**Exercise input**
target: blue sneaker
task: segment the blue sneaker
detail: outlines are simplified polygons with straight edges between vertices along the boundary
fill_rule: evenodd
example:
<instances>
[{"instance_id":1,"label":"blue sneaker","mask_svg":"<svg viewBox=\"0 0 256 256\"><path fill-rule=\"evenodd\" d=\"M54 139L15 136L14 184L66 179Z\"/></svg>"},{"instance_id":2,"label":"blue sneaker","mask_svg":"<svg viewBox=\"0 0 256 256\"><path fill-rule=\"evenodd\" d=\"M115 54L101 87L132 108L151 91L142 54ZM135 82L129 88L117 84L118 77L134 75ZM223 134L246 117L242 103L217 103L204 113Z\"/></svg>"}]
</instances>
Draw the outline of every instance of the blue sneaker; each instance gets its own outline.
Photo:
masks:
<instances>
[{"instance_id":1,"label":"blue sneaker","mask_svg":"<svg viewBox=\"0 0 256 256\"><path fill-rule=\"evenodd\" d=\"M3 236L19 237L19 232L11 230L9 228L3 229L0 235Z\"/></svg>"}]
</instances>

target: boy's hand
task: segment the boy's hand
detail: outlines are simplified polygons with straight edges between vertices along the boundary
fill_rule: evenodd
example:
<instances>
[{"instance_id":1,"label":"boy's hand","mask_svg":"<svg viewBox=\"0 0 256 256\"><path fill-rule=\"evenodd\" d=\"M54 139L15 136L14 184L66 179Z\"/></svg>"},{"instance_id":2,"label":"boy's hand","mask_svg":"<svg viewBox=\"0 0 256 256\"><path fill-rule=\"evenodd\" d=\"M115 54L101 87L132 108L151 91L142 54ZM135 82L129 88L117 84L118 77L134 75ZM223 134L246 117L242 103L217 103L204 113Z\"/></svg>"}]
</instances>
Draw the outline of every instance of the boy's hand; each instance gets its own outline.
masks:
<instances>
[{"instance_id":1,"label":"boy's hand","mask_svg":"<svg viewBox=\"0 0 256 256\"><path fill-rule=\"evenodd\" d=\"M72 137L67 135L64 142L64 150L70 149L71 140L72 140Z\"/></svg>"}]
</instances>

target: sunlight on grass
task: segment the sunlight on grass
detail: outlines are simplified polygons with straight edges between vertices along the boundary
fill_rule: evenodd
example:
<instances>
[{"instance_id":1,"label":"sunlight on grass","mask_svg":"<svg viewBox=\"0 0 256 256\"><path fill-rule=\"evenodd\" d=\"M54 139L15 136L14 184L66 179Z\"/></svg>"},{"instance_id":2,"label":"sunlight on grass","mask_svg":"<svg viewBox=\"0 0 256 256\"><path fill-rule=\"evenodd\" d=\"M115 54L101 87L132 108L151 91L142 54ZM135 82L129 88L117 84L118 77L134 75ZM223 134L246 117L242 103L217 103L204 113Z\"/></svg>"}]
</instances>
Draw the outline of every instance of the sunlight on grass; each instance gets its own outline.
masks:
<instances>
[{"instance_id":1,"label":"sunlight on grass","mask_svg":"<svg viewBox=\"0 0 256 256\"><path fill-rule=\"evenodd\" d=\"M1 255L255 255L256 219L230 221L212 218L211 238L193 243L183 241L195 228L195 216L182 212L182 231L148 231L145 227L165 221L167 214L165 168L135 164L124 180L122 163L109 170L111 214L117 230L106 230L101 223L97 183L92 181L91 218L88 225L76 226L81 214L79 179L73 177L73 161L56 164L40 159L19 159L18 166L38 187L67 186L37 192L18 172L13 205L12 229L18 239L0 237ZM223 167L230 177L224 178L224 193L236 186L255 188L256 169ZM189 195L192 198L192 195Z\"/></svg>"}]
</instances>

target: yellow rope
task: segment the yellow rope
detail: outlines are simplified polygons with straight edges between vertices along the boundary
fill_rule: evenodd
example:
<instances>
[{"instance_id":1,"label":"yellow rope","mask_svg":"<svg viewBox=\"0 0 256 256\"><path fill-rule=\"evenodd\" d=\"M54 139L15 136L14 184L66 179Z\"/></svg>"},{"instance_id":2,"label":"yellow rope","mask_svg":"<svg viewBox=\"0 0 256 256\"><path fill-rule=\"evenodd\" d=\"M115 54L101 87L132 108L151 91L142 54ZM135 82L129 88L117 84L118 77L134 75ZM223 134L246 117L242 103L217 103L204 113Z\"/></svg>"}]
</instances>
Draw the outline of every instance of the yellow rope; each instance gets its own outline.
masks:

**Request**
Copy the rows verbatim, from the line with "target: sunlight on grass" through the last line of the rows, including both ends.

**Response to this exercise**
target: sunlight on grass
task: segment the sunlight on grass
detail: outlines are simplified polygons with straight edges between vertices along the boundary
fill_rule: evenodd
example:
<instances>
[{"instance_id":1,"label":"sunlight on grass","mask_svg":"<svg viewBox=\"0 0 256 256\"><path fill-rule=\"evenodd\" d=\"M54 139L15 136L14 184L66 179Z\"/></svg>"},{"instance_id":2,"label":"sunlight on grass","mask_svg":"<svg viewBox=\"0 0 256 256\"><path fill-rule=\"evenodd\" d=\"M115 54L101 87L132 108L151 91L142 54ZM135 82L129 88L117 84L118 77L134 75ZM223 134L246 117L242 103L217 103L204 113Z\"/></svg>"}]
</instances>
Draw the outline of every instance of the sunlight on grass; each instance gets its own outline.
masks:
<instances>
[{"instance_id":1,"label":"sunlight on grass","mask_svg":"<svg viewBox=\"0 0 256 256\"><path fill-rule=\"evenodd\" d=\"M1 255L255 255L256 219L230 221L212 218L211 238L193 243L183 241L195 228L195 216L182 212L182 231L148 231L145 227L165 221L167 214L165 168L135 164L124 180L122 163L109 170L111 214L117 230L106 230L101 223L97 183L92 181L91 218L88 225L76 226L81 214L79 179L73 177L73 161L56 164L40 159L19 159L18 166L38 187L67 186L37 192L18 172L13 205L12 229L18 239L0 237ZM223 167L230 177L224 178L224 193L236 186L255 188L256 169ZM189 195L192 198L192 195Z\"/></svg>"}]
</instances>

target: yellow rope
task: segment the yellow rope
detail: outlines are simplified polygons with straight edges between vertices along the boundary
fill_rule: evenodd
example:
<instances>
[{"instance_id":1,"label":"yellow rope","mask_svg":"<svg viewBox=\"0 0 256 256\"><path fill-rule=\"evenodd\" d=\"M54 139L15 136L14 184L66 179Z\"/></svg>"},{"instance_id":2,"label":"yellow rope","mask_svg":"<svg viewBox=\"0 0 256 256\"><path fill-rule=\"evenodd\" d=\"M115 54L101 87L132 108L151 91L142 54ZM135 82L129 88L117 84L118 77L134 75ZM223 134L246 117L242 103L217 103L204 113Z\"/></svg>"}]
</instances>
Draw the outline of every instance of the yellow rope; each instance gets its own outline.
masks:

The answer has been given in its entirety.